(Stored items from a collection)

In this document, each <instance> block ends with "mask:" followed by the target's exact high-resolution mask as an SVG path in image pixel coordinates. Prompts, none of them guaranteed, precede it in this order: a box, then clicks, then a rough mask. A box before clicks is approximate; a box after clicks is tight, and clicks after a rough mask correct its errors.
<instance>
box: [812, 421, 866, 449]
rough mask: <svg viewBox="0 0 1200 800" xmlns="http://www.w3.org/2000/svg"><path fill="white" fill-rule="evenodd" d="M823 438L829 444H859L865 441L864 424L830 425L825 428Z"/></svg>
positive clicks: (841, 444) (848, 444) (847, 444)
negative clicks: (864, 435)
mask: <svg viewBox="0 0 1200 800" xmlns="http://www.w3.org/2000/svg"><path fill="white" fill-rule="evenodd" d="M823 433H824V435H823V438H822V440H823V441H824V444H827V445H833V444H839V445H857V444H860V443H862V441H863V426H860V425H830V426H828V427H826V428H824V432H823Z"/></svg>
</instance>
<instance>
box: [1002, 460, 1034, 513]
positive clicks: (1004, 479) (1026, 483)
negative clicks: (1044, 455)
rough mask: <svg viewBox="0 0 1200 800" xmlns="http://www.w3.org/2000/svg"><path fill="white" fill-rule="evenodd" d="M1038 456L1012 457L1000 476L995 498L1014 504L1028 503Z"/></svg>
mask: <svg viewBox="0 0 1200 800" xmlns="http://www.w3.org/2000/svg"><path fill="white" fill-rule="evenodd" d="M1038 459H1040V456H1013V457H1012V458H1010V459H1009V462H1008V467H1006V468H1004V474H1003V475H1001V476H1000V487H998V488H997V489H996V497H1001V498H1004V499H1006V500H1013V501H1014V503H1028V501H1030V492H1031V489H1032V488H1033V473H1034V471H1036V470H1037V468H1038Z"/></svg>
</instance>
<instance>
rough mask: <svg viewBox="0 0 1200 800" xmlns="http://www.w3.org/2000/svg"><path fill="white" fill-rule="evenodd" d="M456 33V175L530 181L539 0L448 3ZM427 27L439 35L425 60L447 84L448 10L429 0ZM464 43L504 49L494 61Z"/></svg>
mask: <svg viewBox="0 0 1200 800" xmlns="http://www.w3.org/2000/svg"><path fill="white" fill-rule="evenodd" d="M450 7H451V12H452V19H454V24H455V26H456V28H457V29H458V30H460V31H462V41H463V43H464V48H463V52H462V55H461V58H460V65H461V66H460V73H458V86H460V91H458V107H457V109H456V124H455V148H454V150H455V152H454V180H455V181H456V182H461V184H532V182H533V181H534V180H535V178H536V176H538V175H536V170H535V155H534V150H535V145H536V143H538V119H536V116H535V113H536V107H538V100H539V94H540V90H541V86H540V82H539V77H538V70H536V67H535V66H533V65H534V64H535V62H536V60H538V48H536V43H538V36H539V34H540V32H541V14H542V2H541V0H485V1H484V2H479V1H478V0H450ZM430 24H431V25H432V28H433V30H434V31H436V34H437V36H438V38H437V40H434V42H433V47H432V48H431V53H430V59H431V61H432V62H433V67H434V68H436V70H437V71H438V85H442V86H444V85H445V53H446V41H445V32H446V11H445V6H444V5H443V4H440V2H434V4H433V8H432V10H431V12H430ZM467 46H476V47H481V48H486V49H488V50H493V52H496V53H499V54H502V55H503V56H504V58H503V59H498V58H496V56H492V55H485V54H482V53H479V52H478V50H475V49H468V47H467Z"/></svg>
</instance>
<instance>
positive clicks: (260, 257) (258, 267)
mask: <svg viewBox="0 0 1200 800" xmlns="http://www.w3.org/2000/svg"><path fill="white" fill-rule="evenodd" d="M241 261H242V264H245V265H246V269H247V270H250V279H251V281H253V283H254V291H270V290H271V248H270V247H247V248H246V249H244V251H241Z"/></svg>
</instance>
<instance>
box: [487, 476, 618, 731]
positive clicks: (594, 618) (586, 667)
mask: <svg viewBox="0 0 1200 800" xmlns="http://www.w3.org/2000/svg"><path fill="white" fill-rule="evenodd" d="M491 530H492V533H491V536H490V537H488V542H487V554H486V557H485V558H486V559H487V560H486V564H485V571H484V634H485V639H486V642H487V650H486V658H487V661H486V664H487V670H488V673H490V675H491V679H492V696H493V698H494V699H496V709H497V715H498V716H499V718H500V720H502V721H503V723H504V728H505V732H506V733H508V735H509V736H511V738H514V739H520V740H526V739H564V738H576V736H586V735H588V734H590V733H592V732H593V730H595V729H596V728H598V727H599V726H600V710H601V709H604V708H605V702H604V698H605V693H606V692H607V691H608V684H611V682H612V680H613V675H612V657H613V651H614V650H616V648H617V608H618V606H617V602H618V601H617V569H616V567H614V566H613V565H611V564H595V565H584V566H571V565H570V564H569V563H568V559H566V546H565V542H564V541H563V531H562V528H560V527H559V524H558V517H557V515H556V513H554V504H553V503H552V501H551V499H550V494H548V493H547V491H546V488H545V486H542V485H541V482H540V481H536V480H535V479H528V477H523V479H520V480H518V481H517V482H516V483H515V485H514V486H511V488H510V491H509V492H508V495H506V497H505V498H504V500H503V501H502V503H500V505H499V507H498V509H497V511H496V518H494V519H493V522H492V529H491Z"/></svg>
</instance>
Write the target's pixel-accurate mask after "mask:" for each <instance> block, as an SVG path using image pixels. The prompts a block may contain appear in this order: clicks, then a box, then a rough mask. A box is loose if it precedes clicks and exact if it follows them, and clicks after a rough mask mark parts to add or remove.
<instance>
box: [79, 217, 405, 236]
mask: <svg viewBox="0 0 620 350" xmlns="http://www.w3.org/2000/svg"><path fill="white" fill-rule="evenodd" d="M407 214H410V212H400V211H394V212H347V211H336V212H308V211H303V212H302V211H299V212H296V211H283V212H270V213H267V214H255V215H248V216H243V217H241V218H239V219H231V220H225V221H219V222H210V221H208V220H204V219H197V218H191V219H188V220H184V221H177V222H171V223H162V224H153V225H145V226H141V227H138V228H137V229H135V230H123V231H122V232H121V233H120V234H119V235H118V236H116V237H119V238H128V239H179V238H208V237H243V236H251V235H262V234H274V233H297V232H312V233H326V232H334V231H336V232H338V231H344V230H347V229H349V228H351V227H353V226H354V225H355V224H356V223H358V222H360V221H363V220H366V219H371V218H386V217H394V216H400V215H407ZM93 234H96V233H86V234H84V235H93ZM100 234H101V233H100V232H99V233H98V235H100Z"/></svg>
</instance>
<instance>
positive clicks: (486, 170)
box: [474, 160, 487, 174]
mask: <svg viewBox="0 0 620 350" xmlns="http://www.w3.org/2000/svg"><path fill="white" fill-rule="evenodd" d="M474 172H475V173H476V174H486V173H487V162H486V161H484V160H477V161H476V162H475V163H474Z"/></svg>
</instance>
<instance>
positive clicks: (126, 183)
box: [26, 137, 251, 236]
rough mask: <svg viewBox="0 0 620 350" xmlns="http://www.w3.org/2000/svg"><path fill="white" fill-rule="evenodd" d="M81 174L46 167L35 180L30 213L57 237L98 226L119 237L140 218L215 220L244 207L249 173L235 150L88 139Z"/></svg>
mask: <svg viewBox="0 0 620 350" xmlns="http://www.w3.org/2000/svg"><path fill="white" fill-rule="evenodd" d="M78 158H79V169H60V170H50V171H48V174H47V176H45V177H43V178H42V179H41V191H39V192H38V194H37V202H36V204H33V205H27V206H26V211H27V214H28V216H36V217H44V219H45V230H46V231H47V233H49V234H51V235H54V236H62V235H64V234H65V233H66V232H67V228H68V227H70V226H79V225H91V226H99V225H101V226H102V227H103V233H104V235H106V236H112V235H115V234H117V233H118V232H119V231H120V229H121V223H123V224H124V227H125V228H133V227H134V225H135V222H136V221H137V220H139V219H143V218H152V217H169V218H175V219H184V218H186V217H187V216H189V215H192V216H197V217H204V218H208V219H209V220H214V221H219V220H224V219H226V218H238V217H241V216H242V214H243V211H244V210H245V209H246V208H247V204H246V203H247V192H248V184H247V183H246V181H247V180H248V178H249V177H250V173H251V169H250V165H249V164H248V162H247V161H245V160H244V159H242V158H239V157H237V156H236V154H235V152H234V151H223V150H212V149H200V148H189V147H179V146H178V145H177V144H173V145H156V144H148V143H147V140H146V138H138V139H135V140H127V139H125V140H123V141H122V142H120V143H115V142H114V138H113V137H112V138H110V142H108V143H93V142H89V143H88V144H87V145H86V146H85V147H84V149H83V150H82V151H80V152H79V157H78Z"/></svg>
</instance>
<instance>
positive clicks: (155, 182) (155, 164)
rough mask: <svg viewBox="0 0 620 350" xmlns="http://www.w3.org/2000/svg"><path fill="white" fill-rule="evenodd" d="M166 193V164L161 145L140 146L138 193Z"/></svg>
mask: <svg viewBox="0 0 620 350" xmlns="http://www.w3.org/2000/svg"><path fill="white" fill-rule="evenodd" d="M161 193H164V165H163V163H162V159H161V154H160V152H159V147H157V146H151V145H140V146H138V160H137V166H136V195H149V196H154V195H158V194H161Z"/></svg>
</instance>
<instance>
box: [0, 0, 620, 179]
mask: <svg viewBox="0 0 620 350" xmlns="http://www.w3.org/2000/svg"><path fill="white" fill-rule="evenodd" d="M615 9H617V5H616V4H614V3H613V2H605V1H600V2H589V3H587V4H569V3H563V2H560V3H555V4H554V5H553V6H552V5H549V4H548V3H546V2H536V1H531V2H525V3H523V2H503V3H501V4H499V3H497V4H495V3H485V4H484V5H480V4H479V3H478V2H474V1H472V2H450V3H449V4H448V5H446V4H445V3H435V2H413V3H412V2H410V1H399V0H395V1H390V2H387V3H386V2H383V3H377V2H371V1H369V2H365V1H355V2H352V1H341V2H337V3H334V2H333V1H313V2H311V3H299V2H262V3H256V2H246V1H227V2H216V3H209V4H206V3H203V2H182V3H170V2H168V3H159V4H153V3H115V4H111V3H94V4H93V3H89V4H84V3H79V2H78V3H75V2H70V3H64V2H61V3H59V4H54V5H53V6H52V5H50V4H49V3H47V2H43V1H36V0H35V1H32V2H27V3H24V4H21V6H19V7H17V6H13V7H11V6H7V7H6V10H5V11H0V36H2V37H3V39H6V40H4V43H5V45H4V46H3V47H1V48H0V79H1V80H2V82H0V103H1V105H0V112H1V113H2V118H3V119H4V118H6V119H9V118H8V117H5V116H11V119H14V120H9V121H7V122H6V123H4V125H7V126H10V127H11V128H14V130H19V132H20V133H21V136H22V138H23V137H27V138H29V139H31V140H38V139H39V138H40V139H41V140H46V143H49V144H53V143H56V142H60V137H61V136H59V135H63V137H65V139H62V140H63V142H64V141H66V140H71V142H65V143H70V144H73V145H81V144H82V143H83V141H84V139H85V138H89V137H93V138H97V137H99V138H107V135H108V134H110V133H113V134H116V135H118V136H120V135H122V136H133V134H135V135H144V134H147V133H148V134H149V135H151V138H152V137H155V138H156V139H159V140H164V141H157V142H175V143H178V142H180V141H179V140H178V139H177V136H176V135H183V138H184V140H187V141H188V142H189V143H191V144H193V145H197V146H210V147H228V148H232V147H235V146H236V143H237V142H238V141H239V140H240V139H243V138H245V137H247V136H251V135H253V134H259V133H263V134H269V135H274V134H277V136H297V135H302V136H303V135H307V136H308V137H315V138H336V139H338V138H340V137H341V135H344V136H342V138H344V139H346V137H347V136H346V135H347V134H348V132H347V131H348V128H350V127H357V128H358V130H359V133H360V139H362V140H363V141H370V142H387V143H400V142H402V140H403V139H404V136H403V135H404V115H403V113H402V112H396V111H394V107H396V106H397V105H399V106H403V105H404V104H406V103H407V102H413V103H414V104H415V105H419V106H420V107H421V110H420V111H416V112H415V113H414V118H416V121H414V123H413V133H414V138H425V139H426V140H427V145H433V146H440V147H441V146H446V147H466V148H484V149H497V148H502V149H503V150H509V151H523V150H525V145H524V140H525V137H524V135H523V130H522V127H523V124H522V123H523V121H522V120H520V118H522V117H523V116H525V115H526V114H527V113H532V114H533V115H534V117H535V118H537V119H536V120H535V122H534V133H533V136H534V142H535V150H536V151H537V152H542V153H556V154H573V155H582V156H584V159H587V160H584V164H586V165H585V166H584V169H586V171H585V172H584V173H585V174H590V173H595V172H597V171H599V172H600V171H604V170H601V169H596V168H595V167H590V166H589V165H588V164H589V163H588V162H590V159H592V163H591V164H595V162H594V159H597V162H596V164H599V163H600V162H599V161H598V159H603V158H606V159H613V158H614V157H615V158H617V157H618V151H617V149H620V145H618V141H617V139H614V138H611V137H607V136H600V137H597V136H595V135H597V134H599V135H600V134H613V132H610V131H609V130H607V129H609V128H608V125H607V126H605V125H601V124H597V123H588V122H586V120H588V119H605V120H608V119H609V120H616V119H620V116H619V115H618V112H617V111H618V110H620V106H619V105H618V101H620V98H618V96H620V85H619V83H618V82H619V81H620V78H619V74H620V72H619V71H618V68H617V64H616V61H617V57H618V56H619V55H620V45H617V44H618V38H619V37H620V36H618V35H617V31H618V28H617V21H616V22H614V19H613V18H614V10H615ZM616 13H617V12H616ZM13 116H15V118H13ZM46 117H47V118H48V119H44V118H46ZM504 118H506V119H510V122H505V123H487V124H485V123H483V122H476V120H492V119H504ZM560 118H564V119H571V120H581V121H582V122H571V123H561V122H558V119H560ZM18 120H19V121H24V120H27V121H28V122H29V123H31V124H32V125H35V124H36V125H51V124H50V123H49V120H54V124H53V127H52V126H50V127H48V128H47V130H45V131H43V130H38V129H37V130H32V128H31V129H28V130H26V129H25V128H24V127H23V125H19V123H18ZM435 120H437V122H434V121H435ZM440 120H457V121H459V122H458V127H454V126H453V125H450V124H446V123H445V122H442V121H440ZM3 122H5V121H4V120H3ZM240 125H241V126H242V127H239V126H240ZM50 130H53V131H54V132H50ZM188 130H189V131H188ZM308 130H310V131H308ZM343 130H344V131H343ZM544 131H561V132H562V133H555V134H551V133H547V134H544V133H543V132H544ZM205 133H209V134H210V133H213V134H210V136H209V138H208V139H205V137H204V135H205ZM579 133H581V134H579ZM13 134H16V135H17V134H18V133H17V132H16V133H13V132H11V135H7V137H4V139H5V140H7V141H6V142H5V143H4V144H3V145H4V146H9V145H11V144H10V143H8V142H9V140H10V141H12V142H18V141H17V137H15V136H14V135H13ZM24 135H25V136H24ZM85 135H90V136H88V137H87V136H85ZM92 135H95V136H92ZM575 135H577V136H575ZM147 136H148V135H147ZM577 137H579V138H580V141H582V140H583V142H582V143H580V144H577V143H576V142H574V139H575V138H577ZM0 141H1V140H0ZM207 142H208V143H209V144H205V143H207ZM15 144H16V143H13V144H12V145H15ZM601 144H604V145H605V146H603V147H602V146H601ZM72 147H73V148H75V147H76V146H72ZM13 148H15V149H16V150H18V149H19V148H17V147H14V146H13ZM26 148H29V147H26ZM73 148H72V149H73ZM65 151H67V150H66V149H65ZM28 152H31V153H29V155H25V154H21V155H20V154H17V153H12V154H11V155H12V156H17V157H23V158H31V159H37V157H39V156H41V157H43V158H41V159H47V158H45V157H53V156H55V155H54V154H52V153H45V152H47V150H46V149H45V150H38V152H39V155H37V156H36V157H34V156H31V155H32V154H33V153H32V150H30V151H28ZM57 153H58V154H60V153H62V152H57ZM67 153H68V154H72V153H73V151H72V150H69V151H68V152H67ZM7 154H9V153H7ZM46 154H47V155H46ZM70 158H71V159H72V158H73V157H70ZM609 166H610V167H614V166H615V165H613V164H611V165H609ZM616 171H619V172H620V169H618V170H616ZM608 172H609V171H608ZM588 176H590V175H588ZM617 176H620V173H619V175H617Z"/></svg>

» Exercise requirements
Reproduce each line above that contains "then".

» Task solution
In this document, each <instance> block ends with "mask:" followed by the target's exact high-resolution mask as an SVG path in image pixel coordinates. Prompts, none of them guaranteed, precede it in this order: a box, then clicks, then a rough mask. A box before clicks is approximate; a box after clicks is tight, and clicks after a rough mask correct its errors.
Write the target's pixel-accurate mask after "mask:" for each <instance> block, as an SVG path using image pixels. The prompts a block may contain appear in this order: clicks, then a box, then a rough mask. A box is loose if it precedes clicks and exact if it follows them, and clicks after a rough mask mark parts to add or remove.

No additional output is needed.